___ PASSAGE TO READ ___

The Shark is Broken

Ian Shaw and Joseph Nixon
Sonia Freeman Productions, Scott Landis, GFour Productions, Larry Magid and Tulchin Bartner Productions in association with Jane Bergère
Ambassadors Theatre

Liam Murray Scott as Richard Dreyfuss, Ian Shaw as Robert Shaw and Demetri Goritsas as Roy Scheider Credit: Helen Maybanks
Ian Shaw as Robert Shaw, Demetri Goritsas as Roy Scheider and Liam Murray Scott as Richard Dreyfuss Credit: Helen Maybanks
Liam Murray Scott as Richard Dreyfuss and Ian Shaw as Robert Shaw Credit: Helen Maybanks

This shark is the big one in Spielberg’s Jaws movie. Not a real one, of course, but a mechanical monster. In fact there were three of them, all prone to break down, that held up filming and took the picture way beyond budget. Its leading actors, Robert Shaw, Roy Scheider and Richard Dreyfuss, left at a loose end during these hold-ups, filled up the time drinking, playing games and chatting.

___

#### GIVEN TASK 1
Please rewrite the records starting with the line with "Target: **dormer window**" and going on through the end of the records, requests included, and give only those lines. Scale every vertex coordinate in the answers by 1.8 and round to whole numbers (halves up), but leave the numbers in the requests and their format samples unchanged.

___ ENTRIES ___

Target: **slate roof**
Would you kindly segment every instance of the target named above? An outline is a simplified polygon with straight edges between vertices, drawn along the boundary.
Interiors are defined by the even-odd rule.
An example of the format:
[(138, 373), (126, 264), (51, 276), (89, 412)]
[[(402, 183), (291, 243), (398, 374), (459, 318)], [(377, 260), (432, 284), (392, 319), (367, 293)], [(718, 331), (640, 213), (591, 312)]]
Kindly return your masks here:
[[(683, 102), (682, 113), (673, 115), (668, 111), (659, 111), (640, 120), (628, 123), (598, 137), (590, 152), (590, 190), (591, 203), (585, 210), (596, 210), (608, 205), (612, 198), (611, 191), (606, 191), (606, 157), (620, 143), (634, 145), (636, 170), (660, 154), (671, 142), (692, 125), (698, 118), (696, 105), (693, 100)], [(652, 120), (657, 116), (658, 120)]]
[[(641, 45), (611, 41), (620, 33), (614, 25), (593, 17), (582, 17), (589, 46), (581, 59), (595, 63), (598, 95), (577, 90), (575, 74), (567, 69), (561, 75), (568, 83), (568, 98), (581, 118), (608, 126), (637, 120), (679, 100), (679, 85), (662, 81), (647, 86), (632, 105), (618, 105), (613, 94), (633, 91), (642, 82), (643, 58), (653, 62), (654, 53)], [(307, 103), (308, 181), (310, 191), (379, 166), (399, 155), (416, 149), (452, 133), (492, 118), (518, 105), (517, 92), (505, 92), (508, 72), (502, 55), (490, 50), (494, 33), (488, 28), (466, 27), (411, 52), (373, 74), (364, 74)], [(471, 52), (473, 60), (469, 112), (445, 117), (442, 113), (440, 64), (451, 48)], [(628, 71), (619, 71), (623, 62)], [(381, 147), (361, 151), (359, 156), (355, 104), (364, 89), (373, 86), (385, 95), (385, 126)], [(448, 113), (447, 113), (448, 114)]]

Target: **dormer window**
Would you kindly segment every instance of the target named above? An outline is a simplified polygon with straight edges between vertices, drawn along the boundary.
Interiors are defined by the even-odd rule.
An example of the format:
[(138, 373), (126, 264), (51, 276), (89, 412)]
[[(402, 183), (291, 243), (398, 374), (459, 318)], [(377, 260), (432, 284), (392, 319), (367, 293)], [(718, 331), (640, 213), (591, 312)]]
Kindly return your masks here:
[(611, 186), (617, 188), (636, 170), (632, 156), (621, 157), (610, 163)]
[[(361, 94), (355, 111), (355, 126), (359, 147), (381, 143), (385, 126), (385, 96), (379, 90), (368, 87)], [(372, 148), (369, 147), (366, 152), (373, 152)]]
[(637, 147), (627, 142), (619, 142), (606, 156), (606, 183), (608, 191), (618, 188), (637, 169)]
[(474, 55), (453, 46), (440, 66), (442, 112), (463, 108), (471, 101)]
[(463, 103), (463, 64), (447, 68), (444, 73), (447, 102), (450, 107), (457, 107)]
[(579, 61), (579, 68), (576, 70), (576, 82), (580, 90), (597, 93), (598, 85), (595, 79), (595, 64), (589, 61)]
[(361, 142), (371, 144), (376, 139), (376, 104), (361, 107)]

___

#### GIVEN TASK 2
Write down word for word the part of the passage about The Shark is Broken starting with "This shark is" and going on through "games and chatting.".

#### CORRECT RESPONSE 1
Target: **dormer window**
Would you kindly segment every instance of the target named above? An outline is a simplified polygon with straight edges between vertices, drawn along the boundary.
Interiors are defined by the even-odd rule.
An example of the format:
[(138, 373), (126, 264), (51, 276), (89, 412)]
[[(402, 183), (291, 243), (398, 374), (459, 318)], [(377, 260), (432, 284), (392, 319), (367, 293)], [(718, 331), (640, 213), (591, 312)]]
Kindly return your masks here:
[(1100, 335), (1111, 338), (1145, 306), (1138, 281), (1118, 283), (1098, 293)]
[[(650, 169), (639, 200), (639, 227), (646, 265), (686, 257), (693, 227), (693, 173), (682, 162), (662, 157)], [(670, 266), (664, 265), (659, 274), (671, 274)]]
[(1147, 265), (1129, 256), (1114, 256), (1091, 281), (1091, 329), (1094, 344), (1112, 338), (1147, 304)]
[(853, 99), (815, 83), (792, 119), (796, 202), (833, 194), (848, 182)]
[(833, 185), (833, 115), (805, 122), (799, 131), (805, 184), (810, 193), (823, 193)]
[(1042, 110), (1042, 122), (1037, 126), (1037, 148), (1044, 162), (1075, 167), (1076, 153), (1071, 142), (1071, 115), (1060, 110)]
[(650, 256), (668, 259), (677, 250), (677, 187), (650, 193)]

#### CORRECT RESPONSE 2
This shark is the big one in Spielberg’s Jaws movie. Not a real one, of course, but a mechanical monster. In fact there were three of them, all prone to break down, that held up filming and took the picture way beyond budget. Its leading actors, Robert Shaw, Roy Scheider and Richard Dreyfuss, left at a loose end during these hold-ups, filled up the time drinking, playing games and chatting.